> **Required task**
Lay out the rows from the line containing "Each instance receives a single keypoint. Tag the sky above" through the line containing "(1150, 101)" as a Markdown table with two columns, Row and Line, omitting blank lines.

begin Entries supplied

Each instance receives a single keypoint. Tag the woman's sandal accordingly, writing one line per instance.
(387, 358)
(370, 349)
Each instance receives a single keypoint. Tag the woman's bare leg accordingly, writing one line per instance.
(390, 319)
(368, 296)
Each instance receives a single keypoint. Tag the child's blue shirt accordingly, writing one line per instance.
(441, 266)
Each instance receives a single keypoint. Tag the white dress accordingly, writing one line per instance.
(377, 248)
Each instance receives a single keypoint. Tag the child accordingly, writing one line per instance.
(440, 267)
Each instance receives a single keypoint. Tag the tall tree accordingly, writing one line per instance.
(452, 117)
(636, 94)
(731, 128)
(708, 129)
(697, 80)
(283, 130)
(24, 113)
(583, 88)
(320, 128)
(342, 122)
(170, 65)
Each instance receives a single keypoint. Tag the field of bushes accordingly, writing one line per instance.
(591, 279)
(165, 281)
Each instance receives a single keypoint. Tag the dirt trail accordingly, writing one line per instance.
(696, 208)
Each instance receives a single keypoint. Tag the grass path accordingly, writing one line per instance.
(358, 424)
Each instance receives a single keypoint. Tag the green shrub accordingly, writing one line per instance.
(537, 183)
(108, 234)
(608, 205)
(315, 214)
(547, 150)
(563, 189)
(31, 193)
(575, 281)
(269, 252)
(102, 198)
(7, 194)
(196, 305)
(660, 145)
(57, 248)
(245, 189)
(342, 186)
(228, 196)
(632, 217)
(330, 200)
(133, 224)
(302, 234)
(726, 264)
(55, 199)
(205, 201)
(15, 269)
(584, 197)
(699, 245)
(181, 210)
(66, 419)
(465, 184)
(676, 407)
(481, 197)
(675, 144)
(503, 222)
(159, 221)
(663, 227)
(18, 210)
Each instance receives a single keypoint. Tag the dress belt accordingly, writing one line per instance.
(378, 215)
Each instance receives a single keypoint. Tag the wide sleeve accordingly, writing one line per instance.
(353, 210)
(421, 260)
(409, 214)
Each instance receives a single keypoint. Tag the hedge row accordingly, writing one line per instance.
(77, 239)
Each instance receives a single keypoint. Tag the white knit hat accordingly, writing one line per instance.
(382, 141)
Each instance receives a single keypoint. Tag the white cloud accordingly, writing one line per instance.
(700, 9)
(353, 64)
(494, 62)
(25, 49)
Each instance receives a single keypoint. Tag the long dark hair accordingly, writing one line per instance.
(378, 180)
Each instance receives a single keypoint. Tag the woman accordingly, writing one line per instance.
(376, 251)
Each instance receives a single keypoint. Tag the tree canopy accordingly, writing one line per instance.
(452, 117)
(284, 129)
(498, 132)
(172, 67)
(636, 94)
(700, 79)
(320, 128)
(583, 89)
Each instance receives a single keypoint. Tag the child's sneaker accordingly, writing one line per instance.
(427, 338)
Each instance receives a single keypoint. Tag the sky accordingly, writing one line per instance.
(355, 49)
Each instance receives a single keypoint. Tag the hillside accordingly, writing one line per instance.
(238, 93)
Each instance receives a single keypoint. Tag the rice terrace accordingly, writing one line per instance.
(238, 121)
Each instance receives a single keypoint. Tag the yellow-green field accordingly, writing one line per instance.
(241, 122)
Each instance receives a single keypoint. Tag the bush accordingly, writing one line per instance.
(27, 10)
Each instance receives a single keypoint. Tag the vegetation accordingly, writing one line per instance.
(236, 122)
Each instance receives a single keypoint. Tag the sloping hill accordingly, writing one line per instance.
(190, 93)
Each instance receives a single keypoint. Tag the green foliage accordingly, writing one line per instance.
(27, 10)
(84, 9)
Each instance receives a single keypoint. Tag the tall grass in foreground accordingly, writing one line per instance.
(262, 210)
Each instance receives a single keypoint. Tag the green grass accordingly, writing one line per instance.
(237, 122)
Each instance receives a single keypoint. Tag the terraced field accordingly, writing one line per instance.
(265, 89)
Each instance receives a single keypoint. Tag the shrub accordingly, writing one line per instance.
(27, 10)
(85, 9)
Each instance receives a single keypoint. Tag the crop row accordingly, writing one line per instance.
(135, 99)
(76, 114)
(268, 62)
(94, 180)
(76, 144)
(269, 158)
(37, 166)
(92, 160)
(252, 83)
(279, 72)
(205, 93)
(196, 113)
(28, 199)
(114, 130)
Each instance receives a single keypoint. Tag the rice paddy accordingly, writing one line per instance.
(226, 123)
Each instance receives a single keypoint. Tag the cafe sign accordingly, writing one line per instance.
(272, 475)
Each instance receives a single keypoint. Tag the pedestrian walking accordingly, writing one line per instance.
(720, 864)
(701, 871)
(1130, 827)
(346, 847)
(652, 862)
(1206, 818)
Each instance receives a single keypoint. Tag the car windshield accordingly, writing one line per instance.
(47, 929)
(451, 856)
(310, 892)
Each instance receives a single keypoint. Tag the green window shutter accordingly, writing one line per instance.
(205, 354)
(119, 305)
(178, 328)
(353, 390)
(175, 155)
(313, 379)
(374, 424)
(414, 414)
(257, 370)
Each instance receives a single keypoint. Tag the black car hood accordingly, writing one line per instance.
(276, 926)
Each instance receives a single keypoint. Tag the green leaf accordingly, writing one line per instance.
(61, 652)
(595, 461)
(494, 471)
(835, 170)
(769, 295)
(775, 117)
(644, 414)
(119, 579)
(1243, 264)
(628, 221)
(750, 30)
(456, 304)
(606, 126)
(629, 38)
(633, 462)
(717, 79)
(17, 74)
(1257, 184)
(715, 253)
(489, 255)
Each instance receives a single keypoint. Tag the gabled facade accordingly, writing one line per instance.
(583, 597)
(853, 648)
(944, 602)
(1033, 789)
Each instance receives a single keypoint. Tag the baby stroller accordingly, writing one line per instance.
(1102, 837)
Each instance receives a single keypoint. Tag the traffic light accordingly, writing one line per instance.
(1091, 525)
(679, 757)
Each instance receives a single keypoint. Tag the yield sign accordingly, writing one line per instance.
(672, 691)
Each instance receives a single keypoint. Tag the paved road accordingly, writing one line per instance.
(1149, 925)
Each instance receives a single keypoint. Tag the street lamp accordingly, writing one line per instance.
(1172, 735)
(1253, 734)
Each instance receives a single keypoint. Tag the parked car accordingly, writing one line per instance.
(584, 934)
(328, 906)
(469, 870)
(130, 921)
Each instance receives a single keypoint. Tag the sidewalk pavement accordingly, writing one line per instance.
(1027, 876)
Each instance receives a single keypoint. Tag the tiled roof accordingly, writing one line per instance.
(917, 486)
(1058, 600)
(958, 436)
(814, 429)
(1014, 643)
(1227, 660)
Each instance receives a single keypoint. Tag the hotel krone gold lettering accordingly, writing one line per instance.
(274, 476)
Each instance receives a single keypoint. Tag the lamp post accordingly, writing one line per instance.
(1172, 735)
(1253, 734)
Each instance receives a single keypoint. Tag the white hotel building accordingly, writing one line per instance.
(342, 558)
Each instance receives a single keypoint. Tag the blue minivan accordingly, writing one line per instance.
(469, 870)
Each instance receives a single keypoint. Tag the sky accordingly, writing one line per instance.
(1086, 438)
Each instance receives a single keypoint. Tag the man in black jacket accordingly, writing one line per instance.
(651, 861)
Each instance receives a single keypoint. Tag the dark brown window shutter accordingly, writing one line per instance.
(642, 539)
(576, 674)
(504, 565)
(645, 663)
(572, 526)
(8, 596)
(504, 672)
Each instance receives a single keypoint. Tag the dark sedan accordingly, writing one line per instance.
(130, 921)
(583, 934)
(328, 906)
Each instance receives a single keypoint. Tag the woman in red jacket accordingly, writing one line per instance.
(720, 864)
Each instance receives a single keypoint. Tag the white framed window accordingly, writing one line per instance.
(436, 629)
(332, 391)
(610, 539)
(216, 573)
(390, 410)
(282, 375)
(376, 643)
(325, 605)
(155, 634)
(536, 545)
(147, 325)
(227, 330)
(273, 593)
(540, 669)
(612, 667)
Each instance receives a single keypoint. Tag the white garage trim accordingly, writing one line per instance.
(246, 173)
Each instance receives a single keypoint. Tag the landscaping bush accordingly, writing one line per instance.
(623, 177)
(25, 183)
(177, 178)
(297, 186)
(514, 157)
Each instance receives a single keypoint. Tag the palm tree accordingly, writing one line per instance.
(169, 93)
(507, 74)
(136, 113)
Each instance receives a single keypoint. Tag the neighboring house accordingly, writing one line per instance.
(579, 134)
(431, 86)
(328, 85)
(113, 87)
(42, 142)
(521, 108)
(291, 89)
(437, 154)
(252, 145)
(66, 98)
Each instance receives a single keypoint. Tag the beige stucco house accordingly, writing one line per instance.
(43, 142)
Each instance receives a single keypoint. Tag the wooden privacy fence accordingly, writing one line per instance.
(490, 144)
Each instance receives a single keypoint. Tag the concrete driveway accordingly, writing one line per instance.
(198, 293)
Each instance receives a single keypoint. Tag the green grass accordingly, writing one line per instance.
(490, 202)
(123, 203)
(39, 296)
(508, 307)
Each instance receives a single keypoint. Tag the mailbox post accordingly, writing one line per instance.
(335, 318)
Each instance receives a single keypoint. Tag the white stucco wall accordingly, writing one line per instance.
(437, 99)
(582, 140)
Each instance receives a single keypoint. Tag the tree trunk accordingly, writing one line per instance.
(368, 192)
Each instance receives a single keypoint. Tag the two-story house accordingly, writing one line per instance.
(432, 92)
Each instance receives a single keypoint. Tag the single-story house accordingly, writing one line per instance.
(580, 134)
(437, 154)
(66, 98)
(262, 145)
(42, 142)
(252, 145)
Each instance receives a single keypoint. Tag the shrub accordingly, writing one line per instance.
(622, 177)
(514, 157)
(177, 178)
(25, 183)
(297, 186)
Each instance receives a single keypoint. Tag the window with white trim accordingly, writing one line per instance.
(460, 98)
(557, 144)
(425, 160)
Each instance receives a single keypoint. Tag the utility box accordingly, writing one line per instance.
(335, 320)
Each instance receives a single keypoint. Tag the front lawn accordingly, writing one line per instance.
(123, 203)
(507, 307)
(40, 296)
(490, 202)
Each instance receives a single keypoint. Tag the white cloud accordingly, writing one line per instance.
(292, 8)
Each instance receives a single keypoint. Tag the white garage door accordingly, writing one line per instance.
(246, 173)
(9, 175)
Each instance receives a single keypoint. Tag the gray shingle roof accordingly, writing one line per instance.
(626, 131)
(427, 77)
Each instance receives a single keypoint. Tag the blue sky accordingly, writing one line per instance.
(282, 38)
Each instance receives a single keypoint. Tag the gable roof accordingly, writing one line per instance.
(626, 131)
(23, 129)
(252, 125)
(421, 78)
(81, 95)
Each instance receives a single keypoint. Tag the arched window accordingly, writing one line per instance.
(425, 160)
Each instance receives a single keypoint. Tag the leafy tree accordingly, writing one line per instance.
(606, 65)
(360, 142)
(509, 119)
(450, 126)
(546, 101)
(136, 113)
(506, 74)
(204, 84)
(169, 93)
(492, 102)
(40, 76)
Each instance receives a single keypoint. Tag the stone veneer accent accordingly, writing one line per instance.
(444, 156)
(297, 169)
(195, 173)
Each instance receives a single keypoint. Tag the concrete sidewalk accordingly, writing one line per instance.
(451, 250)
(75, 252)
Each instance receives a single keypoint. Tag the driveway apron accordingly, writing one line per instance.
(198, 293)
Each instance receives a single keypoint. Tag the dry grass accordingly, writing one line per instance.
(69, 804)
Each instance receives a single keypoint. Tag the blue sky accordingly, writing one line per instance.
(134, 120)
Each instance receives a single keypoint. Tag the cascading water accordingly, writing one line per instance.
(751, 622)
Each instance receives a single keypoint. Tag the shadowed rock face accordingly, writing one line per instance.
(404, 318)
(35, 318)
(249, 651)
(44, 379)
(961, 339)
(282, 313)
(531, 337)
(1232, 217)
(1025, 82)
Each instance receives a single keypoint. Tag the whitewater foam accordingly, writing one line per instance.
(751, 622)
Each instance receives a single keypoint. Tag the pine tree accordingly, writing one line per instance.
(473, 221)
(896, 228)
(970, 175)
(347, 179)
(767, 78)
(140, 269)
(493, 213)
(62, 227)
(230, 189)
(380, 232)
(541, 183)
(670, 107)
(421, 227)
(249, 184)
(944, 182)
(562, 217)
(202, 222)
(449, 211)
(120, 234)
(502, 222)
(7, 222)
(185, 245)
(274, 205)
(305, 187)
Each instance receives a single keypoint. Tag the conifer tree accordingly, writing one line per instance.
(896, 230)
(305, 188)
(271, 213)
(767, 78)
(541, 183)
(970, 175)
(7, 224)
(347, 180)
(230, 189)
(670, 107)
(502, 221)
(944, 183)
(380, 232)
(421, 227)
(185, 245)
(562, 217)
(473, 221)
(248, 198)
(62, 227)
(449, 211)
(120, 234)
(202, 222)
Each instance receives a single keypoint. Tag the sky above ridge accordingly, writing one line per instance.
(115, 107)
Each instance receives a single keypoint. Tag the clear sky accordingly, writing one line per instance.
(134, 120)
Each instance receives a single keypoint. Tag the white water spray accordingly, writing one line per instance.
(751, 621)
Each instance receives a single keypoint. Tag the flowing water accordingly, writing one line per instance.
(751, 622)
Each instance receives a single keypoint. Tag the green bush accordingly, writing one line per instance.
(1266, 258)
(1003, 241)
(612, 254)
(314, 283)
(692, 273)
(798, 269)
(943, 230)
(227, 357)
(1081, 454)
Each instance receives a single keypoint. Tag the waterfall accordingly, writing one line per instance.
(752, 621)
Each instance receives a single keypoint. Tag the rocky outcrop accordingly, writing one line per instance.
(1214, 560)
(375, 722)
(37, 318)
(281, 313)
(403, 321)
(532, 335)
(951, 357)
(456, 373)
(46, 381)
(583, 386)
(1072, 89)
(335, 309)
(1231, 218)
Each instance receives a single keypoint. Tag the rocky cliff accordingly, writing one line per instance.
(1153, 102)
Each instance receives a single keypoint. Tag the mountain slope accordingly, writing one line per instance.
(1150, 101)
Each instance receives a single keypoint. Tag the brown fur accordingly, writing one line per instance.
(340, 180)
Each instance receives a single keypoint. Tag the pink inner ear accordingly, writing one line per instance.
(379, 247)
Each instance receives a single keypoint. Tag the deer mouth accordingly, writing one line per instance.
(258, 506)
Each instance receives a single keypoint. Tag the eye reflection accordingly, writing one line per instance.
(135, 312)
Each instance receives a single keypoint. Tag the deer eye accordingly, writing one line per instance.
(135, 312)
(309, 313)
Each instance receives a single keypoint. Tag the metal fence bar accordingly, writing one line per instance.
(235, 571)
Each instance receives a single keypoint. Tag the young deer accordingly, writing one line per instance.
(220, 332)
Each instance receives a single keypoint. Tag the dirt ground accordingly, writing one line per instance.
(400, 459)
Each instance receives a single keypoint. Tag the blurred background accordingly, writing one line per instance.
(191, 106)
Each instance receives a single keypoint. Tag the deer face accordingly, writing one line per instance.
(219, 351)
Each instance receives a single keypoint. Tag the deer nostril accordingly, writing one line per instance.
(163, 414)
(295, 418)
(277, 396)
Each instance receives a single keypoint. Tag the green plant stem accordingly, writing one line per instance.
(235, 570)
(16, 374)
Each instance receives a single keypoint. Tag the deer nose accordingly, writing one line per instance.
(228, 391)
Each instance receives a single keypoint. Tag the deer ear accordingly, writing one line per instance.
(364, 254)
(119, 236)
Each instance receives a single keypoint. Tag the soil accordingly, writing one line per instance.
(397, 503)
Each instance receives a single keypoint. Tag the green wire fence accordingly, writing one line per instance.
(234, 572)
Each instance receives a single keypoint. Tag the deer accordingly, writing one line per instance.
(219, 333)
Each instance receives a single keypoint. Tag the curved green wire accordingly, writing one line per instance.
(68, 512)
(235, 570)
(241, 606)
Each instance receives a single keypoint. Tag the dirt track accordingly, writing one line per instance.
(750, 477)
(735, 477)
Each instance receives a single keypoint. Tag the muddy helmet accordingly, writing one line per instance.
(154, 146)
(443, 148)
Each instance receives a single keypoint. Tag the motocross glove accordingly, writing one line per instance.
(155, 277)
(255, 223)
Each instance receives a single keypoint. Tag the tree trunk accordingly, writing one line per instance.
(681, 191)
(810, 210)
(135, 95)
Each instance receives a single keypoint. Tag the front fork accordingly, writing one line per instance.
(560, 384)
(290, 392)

end Entries supplied

> **Result of the task**
| Row | Line |
|---|---|
| 1 | Each instance receives a single keypoint. Tag the sky above ridge accordingly, writing one line per instance. |
| 2 | (115, 107) |
| 3 | Each instance receives a single keypoint. Tag the clear sky accordingly, writing one line per instance. |
| 4 | (134, 120) |
| 5 | Each instance receives a single keypoint. Tag the white water spray accordingly, writing one line per instance. |
| 6 | (751, 621) |
| 7 | Each instance receives a single keypoint. Tag the flowing water accordingly, writing one line per instance. |
| 8 | (751, 622) |
| 9 | Each instance receives a single keypoint. Tag the green bush accordingly, writing one line per instance. |
| 10 | (1266, 258) |
| 11 | (1003, 241) |
| 12 | (612, 254) |
| 13 | (314, 283) |
| 14 | (692, 273) |
| 15 | (798, 269) |
| 16 | (943, 230) |
| 17 | (227, 357) |
| 18 | (1081, 454) |
| 19 | Each instance receives a single keypoint. Tag the waterfall accordingly, writing one line per instance. |
| 20 | (752, 621) |
| 21 | Each instance receives a single keypoint. Tag the rocky outcrop accordingly, writing one line per instance. |
| 22 | (1214, 560) |
| 23 | (375, 722) |
| 24 | (37, 318) |
| 25 | (281, 313) |
| 26 | (403, 321) |
| 27 | (532, 335) |
| 28 | (951, 357) |
| 29 | (456, 373) |
| 30 | (46, 381) |
| 31 | (583, 386) |
| 32 | (1072, 89) |
| 33 | (335, 309) |
| 34 | (1231, 218) |
| 35 | Each instance receives a single keypoint. Tag the rocky cliff accordingly, writing one line per instance. |
| 36 | (1153, 102) |
| 37 | Each instance receives a single keypoint. Tag the mountain slope accordingly, writing one line per instance. |
| 38 | (1150, 101) |